» **What you will do**
Transcribe all the records with complete accuracy.

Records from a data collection
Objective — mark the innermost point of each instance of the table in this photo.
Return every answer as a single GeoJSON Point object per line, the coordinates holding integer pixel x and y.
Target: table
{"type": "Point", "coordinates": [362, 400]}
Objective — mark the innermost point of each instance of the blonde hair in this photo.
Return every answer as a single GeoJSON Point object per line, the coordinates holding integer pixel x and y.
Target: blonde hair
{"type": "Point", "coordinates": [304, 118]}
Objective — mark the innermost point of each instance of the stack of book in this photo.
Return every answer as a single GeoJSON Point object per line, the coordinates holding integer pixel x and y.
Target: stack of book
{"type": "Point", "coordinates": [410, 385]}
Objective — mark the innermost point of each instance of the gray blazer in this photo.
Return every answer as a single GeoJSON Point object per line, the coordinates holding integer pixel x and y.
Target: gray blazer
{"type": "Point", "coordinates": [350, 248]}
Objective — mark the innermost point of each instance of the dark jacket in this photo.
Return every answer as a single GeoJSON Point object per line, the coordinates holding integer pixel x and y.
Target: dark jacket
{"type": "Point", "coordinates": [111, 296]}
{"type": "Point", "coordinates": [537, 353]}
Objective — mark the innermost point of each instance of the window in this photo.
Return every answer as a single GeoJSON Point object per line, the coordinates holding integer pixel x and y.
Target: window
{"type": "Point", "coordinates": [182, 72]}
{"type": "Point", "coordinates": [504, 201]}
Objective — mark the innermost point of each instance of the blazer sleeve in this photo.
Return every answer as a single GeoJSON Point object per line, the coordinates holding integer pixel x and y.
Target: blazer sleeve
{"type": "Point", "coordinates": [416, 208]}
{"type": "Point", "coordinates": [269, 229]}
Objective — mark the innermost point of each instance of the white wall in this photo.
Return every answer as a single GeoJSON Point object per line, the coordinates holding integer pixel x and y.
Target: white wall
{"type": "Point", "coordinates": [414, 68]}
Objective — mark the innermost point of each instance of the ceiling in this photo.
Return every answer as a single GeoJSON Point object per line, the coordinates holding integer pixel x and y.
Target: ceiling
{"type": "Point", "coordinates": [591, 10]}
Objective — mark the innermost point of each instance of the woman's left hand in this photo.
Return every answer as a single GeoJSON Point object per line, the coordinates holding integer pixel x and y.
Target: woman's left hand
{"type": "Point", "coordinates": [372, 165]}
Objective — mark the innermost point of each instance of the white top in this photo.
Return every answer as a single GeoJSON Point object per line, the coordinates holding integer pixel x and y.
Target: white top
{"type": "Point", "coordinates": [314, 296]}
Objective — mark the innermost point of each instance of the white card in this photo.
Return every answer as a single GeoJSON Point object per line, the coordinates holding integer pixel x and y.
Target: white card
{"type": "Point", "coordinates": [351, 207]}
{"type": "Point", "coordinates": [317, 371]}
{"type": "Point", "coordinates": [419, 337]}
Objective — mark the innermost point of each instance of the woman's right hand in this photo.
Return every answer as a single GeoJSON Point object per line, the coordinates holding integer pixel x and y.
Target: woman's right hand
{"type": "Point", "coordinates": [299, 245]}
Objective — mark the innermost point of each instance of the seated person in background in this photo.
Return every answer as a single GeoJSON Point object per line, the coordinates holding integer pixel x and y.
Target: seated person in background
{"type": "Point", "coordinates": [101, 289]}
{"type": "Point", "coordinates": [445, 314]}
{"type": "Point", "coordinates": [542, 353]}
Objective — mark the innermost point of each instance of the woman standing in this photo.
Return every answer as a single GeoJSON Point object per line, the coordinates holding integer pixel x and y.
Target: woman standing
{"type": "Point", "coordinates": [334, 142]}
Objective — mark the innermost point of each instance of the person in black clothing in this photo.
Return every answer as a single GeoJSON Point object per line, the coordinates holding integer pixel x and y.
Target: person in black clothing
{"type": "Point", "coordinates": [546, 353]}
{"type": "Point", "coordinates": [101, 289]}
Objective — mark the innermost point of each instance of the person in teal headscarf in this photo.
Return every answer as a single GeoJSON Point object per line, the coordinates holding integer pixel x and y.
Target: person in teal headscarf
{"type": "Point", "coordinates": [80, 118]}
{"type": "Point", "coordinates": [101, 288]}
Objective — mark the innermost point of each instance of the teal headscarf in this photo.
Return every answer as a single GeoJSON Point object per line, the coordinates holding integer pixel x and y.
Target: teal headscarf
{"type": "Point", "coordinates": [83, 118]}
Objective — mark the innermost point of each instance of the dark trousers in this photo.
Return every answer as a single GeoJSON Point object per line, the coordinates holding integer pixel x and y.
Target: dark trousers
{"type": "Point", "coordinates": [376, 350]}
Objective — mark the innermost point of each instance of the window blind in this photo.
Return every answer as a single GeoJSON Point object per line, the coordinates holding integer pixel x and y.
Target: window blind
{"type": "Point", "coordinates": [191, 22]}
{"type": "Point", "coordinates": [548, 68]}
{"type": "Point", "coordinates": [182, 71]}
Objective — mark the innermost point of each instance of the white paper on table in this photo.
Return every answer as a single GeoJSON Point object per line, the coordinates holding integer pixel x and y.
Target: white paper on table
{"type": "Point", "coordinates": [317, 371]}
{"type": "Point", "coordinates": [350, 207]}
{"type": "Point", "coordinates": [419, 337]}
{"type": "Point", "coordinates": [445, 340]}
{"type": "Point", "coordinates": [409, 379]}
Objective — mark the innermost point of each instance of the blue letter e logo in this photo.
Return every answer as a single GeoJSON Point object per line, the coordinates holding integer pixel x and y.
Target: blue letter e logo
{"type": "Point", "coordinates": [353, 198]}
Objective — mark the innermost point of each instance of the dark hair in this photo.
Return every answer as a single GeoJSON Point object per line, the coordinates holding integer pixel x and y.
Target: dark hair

» **Answer below**
Objective — mark the innermost point of each instance of the table in this photo.
Return every answer as a single GeoJSON Point object per line, the coordinates holding integer pixel x and y.
Target: table
{"type": "Point", "coordinates": [362, 400]}
Objective — mark the innermost point of each instance of the blonde hair in this photo.
Return every answer as a single GeoJSON Point object per line, the coordinates holding integer pixel x and y.
Target: blonde hair
{"type": "Point", "coordinates": [304, 118]}
Objective — mark the innermost point of each instance of the stack of book in this photo.
Return every answer as a single GeoJSON Point object per line, the coordinates holding integer pixel x and y.
Target: stack of book
{"type": "Point", "coordinates": [410, 385]}
Objective — mark the innermost point of each instance of the gray blazer in this photo.
Return every answer as a single GeoJSON Point object per line, the coordinates holding integer pixel x and y.
Target: gray blazer
{"type": "Point", "coordinates": [350, 248]}
Objective — mark the innermost point of each instance of the dark jacket in this photo.
Return every answer as a single GeoJSON Point object per line, the coordinates holding integer pixel x and y.
Target: dark jacket
{"type": "Point", "coordinates": [111, 296]}
{"type": "Point", "coordinates": [537, 353]}
Objective — mark the innermost point of each instance of the window in this photo.
Return every answer as a single GeoJSON Point object per line, the coordinates holding integer pixel x and y.
Target: window
{"type": "Point", "coordinates": [182, 72]}
{"type": "Point", "coordinates": [504, 201]}
Objective — mark the innermost point of each instance of the blazer sleeve in this photo.
Return every answer as a single GeoJSON Point object per line, the coordinates holding integer pixel x and y.
Target: blazer sleeve
{"type": "Point", "coordinates": [416, 208]}
{"type": "Point", "coordinates": [269, 229]}
Objective — mark the innermost point of each instance of the white wall in this photo.
Return every answer as a single GeoJSON Point object per line, the coordinates holding integer pixel x and y.
Target: white wall
{"type": "Point", "coordinates": [414, 68]}
Objective — mark the innermost point of each instance of the ceiling in this photo.
Return every answer as a single GeoJSON Point object per line, the coordinates holding integer pixel x and y.
Target: ceiling
{"type": "Point", "coordinates": [591, 10]}
Objective — mark the innermost point of each instance of the woman's left hand in this photo.
Return every answer as a single GeoJSON Point object per line, the coordinates holding integer pixel x and y.
Target: woman's left hand
{"type": "Point", "coordinates": [372, 165]}
Objective — mark the innermost point of each instance of the white top in this photo.
Return every answer as a single GeoJSON Point object per line, the coordinates holding integer pixel x and y.
Target: white top
{"type": "Point", "coordinates": [314, 296]}
Objective — mark the innermost point of each instance of the white card in this photo.
Return every answer as a single GeoJSON Point object per line, the coordinates holding integer pixel x and y.
Target: white card
{"type": "Point", "coordinates": [351, 207]}
{"type": "Point", "coordinates": [317, 371]}
{"type": "Point", "coordinates": [419, 337]}
Objective — mark the innermost point of each instance of the woman's right hand in this photo.
Return every answer as a single GeoJSON Point object per line, the coordinates holding integer pixel x and y.
Target: woman's right hand
{"type": "Point", "coordinates": [299, 245]}
Objective — mark the innermost point of each instance of the seated person in background in this photo.
Return every answer as a single GeoJSON Point object per line, the coordinates holding integer pixel x and y.
Target: seated person in background
{"type": "Point", "coordinates": [101, 289]}
{"type": "Point", "coordinates": [445, 314]}
{"type": "Point", "coordinates": [542, 353]}
Objective — mark the innermost point of each instance of the woman standing in this photo.
Return every answer as a single GeoJSON Point object per line, the coordinates holding integer pixel x and y.
Target: woman standing
{"type": "Point", "coordinates": [334, 142]}
Objective — mark the innermost point of each instance of the person in black clothing in this photo.
Return every answer as a single GeoJSON Point object per line, the coordinates holding integer pixel x and y.
Target: person in black clothing
{"type": "Point", "coordinates": [546, 353]}
{"type": "Point", "coordinates": [101, 289]}
Objective — mark the innermost point of each instance of the person in teal headscarf in this photo.
Return every answer as a single GeoJSON Point object per line, the coordinates holding integer pixel x and y.
Target: person in teal headscarf
{"type": "Point", "coordinates": [80, 118]}
{"type": "Point", "coordinates": [101, 288]}
Objective — mark the innermost point of each instance of the teal headscarf in this photo.
Return every answer as a single GeoJSON Point object per line, the coordinates holding integer pixel x and y.
Target: teal headscarf
{"type": "Point", "coordinates": [83, 118]}
Objective — mark the innermost point of each instance of the dark trousers in this photo.
Return every answer as a single GeoJSON Point object per line, the coordinates holding integer pixel x and y.
Target: dark trousers
{"type": "Point", "coordinates": [376, 350]}
Objective — mark the innermost point of each instance of the window blind in this photo.
Return every answer as a single GeoJSON Point object per line, the coordinates holding integer pixel x and y.
Target: window blind
{"type": "Point", "coordinates": [191, 22]}
{"type": "Point", "coordinates": [548, 68]}
{"type": "Point", "coordinates": [182, 71]}
Objective — mark the innermost point of each instance of the white paper on table in this photo.
Return every answer as a single GeoJSON Point object per line, the coordinates holding integer pixel x and y.
Target: white paper on table
{"type": "Point", "coordinates": [317, 371]}
{"type": "Point", "coordinates": [350, 207]}
{"type": "Point", "coordinates": [419, 337]}
{"type": "Point", "coordinates": [445, 340]}
{"type": "Point", "coordinates": [409, 379]}
Objective — mark the innermost point of each instance of the blue letter e logo in this photo.
Return every answer as a single GeoJSON Point object per line, the coordinates holding integer pixel x and y.
Target: blue letter e logo
{"type": "Point", "coordinates": [353, 198]}
Objective — mark the innermost point of each instance of the dark hair in this photo.
Return every answer as a single GeoJSON Point object per line, the coordinates holding integer pixel x and y.
Target: dark hair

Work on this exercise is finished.